# RECORDS SUPPLIED
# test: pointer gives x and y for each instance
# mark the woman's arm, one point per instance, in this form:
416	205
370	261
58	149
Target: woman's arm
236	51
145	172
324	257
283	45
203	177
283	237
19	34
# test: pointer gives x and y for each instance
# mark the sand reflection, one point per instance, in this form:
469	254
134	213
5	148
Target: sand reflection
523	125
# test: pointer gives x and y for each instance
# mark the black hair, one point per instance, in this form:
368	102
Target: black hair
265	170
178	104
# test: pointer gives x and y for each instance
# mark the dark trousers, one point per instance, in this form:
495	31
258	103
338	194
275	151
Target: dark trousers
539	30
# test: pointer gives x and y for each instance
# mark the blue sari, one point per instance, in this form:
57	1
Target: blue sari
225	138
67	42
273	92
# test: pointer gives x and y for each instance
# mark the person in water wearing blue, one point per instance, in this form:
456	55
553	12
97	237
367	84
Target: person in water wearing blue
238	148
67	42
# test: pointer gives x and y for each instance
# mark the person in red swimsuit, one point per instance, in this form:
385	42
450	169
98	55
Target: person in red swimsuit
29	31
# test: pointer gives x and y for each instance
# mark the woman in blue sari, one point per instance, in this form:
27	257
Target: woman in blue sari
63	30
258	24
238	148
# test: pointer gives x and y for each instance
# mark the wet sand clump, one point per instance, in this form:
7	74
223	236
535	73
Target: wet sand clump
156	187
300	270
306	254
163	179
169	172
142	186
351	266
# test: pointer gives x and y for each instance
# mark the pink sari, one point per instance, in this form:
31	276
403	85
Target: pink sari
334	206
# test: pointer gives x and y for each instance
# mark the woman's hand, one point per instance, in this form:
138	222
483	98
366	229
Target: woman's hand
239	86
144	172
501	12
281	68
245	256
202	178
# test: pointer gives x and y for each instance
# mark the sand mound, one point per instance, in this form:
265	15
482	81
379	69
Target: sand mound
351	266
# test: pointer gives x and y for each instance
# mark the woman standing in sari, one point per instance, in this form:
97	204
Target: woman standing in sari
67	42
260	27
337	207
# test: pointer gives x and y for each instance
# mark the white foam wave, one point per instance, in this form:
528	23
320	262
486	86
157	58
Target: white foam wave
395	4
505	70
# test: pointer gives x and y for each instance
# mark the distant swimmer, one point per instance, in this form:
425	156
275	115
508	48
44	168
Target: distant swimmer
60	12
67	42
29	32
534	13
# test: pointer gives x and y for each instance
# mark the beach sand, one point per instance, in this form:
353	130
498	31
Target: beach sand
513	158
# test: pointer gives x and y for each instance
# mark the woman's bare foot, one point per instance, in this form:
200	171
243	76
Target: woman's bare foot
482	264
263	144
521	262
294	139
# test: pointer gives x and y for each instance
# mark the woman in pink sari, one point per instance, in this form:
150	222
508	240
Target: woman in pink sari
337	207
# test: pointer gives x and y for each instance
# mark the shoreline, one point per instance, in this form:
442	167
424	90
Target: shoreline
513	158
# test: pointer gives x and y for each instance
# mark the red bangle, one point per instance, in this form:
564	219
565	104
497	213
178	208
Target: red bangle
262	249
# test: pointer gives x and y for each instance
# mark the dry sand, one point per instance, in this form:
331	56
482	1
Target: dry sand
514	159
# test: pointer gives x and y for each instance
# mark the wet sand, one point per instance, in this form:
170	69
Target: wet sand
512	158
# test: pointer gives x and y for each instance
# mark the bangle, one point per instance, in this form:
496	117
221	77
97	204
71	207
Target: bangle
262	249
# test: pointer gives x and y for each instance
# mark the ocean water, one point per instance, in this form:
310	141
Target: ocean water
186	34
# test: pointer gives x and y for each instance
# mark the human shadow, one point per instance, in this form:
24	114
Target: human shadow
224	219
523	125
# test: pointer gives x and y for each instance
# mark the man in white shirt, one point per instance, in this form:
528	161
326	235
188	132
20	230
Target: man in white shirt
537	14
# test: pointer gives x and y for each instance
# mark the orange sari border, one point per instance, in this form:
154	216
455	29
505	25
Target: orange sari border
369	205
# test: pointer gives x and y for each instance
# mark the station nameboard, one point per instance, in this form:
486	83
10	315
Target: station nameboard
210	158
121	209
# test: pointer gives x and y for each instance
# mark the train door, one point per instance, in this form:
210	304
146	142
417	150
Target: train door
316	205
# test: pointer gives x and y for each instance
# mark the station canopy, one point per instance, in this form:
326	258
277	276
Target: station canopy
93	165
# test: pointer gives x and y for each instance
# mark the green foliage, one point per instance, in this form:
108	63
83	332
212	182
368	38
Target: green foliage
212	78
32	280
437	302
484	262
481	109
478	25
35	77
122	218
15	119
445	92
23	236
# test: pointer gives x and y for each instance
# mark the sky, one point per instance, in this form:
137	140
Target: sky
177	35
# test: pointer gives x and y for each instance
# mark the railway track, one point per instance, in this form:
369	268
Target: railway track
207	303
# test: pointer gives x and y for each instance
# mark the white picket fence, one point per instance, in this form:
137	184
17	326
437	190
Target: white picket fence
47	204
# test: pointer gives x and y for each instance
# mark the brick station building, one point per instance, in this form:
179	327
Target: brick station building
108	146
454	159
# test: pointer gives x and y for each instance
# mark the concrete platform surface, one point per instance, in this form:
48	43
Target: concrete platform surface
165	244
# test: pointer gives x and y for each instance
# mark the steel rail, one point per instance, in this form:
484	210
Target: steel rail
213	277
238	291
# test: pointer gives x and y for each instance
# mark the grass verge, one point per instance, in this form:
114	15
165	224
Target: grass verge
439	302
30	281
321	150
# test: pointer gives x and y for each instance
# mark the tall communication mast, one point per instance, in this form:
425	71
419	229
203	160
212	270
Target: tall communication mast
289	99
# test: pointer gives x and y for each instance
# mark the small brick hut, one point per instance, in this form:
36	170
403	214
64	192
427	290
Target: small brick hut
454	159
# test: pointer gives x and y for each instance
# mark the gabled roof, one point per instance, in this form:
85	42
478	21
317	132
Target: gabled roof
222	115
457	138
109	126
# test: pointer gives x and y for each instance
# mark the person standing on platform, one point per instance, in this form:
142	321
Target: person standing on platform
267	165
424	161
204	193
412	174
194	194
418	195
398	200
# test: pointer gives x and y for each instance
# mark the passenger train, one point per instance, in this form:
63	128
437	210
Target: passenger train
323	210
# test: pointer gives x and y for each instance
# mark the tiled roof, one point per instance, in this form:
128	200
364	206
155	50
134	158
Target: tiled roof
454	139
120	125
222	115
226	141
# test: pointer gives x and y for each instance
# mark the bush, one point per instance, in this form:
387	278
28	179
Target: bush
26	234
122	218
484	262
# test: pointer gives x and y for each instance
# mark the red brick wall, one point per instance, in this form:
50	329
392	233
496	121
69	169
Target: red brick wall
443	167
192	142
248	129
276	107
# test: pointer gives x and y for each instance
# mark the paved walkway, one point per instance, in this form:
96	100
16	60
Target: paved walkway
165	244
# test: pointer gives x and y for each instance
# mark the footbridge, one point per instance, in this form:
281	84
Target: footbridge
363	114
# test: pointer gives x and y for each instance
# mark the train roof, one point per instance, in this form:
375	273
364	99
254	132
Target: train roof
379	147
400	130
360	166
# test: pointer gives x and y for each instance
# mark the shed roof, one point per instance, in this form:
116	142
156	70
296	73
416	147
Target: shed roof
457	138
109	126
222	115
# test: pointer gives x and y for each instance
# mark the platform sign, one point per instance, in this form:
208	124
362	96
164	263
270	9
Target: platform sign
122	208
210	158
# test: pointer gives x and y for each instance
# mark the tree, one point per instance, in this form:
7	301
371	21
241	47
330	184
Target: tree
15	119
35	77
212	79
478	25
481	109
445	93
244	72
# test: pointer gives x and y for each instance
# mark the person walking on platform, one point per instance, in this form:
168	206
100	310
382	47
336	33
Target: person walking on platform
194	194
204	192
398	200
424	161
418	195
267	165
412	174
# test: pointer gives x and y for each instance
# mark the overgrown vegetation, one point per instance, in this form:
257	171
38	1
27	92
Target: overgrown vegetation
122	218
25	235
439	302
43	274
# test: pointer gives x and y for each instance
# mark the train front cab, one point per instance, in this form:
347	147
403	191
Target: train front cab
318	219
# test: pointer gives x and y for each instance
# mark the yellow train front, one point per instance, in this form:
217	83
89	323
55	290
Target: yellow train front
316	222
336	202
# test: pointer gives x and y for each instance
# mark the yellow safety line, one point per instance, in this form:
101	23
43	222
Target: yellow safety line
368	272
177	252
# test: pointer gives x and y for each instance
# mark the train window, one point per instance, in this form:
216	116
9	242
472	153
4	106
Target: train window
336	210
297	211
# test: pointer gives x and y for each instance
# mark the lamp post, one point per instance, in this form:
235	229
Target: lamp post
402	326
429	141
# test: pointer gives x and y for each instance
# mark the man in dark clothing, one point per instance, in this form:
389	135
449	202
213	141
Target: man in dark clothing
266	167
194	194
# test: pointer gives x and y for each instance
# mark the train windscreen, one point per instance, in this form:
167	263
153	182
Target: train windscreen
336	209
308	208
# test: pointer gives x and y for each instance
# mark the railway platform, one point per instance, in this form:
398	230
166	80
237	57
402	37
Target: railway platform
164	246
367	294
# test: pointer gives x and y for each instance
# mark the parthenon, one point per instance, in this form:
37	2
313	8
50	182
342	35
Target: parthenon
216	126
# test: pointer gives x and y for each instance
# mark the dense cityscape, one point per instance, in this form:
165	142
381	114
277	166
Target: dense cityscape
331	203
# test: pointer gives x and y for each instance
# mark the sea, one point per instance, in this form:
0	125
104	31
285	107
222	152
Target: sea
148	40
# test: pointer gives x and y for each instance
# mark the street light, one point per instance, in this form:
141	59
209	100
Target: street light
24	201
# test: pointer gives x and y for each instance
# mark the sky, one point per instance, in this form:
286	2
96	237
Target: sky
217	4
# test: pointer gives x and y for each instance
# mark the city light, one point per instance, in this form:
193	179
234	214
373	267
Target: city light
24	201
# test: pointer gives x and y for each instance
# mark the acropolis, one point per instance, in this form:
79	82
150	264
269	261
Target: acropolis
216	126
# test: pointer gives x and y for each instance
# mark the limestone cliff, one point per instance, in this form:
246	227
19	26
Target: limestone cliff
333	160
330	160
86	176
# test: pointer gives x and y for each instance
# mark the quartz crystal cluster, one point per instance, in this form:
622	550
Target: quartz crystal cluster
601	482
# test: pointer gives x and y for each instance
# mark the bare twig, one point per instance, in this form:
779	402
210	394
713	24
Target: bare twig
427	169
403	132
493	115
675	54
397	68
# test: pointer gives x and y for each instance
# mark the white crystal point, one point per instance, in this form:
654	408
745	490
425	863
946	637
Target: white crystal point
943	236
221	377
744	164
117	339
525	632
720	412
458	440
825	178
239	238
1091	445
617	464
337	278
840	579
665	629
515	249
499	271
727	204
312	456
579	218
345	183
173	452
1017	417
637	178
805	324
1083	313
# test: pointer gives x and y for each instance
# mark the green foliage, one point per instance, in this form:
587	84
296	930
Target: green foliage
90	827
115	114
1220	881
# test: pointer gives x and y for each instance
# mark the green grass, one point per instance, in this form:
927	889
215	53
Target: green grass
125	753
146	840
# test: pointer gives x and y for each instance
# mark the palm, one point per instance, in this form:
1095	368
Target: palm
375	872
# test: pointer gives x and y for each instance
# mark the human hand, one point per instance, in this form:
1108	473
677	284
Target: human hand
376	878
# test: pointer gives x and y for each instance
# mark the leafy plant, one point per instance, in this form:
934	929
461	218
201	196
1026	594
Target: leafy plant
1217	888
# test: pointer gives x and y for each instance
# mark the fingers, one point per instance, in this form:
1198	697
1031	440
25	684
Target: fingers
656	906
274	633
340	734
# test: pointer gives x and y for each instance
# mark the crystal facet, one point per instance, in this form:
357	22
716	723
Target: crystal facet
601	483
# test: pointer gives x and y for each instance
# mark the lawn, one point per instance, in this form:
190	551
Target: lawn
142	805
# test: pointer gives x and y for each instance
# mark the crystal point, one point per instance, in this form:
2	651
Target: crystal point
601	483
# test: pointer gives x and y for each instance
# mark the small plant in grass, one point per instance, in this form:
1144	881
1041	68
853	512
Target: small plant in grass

# EXERCISE DESCRIPTION
Identify every line in the rows above that contains the string "trousers", and copy each one. Case counts.

# WRITTEN ANSWER
# mark the dark trousers, one point per instance, in this form:
Target: dark trousers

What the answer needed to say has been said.